Identify every line of the data below that contains the string "dirt", and copy each of those lines in full.

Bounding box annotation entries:
━━━━━━
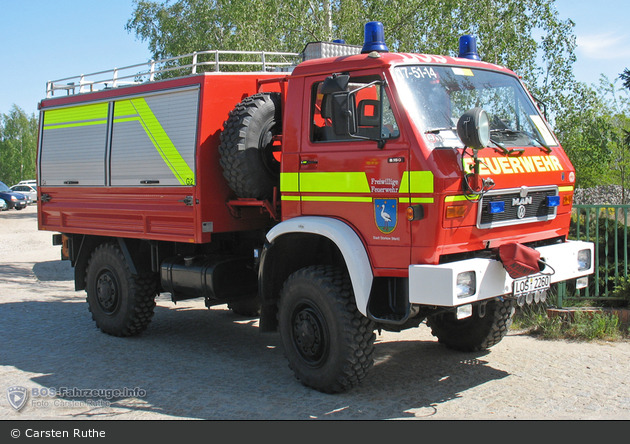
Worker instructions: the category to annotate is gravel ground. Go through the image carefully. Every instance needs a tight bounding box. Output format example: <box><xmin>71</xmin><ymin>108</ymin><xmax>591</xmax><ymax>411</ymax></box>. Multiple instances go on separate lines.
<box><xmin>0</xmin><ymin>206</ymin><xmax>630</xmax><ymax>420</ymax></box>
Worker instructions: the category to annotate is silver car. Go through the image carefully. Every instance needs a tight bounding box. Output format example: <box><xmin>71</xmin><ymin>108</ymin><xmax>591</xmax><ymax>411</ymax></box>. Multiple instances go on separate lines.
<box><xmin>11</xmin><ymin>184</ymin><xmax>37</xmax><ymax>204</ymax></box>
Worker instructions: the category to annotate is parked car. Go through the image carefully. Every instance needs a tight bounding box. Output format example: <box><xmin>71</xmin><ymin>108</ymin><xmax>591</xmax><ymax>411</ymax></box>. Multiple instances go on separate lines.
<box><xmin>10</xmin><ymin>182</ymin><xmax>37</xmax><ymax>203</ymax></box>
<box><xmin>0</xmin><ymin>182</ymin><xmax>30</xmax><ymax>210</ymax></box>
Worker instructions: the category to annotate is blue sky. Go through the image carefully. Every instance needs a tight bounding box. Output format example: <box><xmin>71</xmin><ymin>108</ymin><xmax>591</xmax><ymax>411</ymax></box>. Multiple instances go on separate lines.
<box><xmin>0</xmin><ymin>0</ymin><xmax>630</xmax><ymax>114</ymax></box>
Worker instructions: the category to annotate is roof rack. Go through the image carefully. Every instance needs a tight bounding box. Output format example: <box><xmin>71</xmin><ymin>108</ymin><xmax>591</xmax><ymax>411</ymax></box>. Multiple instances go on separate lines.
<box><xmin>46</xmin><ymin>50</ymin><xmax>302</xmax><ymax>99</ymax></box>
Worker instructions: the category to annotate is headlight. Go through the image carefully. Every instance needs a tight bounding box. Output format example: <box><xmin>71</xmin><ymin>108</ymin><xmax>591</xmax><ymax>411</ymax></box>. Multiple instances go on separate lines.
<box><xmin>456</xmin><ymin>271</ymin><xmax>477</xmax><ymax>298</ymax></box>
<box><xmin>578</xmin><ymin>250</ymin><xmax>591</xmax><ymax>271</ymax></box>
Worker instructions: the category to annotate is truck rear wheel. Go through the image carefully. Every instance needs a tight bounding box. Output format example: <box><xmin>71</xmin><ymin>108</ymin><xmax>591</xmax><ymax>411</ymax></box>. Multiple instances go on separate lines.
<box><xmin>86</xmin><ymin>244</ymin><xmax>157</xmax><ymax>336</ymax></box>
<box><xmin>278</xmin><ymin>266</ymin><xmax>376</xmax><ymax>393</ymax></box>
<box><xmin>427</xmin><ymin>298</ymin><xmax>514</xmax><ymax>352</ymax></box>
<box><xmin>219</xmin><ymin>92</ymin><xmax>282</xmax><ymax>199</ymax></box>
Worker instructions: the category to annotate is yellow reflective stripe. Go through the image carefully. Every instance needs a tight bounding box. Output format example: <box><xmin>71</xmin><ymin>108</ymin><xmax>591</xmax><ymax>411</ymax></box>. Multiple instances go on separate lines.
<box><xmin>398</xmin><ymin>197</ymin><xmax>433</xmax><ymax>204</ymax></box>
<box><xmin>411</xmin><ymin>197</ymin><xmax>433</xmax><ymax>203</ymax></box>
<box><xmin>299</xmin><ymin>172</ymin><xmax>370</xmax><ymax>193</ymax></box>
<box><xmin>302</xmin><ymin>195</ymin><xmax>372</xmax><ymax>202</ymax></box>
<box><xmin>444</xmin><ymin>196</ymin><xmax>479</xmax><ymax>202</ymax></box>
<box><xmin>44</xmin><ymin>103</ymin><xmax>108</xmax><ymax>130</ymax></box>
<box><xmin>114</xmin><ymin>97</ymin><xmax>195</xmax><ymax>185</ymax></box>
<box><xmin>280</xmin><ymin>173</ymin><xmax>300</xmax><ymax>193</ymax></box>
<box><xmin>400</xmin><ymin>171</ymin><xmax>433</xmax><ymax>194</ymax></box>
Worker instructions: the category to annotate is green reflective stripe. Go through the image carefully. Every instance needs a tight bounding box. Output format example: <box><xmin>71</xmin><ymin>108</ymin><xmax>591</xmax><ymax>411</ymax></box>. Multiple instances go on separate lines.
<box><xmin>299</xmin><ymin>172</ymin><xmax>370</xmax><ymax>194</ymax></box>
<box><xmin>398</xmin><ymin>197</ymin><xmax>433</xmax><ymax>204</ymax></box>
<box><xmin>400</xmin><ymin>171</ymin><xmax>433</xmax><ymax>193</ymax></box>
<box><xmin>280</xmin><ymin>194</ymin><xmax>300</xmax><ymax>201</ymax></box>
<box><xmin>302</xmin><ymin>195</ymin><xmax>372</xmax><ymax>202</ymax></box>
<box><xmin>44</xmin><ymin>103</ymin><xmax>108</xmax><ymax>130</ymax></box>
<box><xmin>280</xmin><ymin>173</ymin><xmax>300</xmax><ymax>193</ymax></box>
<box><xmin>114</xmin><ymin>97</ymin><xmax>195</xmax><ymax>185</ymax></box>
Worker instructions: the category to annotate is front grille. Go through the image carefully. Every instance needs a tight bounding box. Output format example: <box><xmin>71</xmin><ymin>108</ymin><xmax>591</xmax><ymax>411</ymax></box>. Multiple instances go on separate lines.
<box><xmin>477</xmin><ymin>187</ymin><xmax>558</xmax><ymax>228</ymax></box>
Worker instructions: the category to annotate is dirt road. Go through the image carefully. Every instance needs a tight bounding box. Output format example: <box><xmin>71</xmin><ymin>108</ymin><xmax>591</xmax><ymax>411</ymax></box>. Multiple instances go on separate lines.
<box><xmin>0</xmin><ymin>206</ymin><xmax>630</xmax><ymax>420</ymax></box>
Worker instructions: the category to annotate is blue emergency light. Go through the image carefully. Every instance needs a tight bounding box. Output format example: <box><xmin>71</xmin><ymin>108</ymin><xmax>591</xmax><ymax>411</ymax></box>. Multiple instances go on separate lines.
━━━━━━
Result of this task:
Worker instructions: the category to annotate is dirt road. Go through the image carefully. Every instance needs a tight bounding box. Output format example: <box><xmin>71</xmin><ymin>108</ymin><xmax>591</xmax><ymax>411</ymax></box>. Multiple instances go on separate lines.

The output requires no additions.